CUFI: New Voices is ‘bigoted’

http://newvoices.org/2012/06/21/0162-2/

 

Editor’s note: This is a Christians United for Israel response to a June 14 New Voices op-ed. New Voices presents it without any edits.

Gabriel Erbs’ June 14th column “Unholy alliance: evangelicals and pro-Israel campus groups” is a vicious attack on Christianity for which the author and publication ought to be ashamed.  The piece is dishonest, bigoted, and preys upon people’s prejudice towards other faiths.

In the piece, Erbs seeks to delegitimize the now strong relationship between Christian and Jewish Zionists, because he disdains the former’s faith and politics. In truth however, he seems to know little about either.

§ **Problems to solve**
1. Copy the CUFI response above word for word, starting at the words that have "CUFI: New Voices" and ending after "towards other faiths.".
2. Answer these questions about the CUFI response above:
(a) On what date did the New Voices op-ed that CUFI answers run?
(b) What is the title of Gabriel Erbs' column?
(c) How does New Voices say it presents the response?
3. Do these statements agree with the CUFI response above? Answer yes or no for each, and quote the words that decide it.
(a) New Voices edited the response before publishing it.
(b) The response calls Erbs' column a vicious attack on Christianity.
(c) The response says Erbs knows a great deal about the faith and politics of Christian Zionists.

§ **Record extracts**
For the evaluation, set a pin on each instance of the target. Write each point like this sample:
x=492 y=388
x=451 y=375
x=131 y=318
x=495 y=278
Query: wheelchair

§ **In response**
1.
CUFI: New Voices is ‘bigoted’

http://newvoices.org/2012/06/21/0162-2/

 

Editor’s note: This is a Christians United for Israel response to a June 14 New Voices op-ed. New Voices presents it without any edits.

Gabriel Erbs’ June 14th column “Unholy alliance: evangelicals and pro-Israel campus groups” is a vicious attack on Christianity for which the author and publication ought to be ashamed.  The piece is dishonest, bigoted, and preys upon people’s prejudice towards other faiths.

2.
(a) June 14.
(b) "Unholy alliance: evangelicals and pro-Israel campus groups."
(c) Without any edits.

3.
(a) No: "New Voices presents it without any edits."
(b) Yes: "is a vicious attack on Christianity for which the author and publication ought to be ashamed."
(c) No: "he seems to know little about either."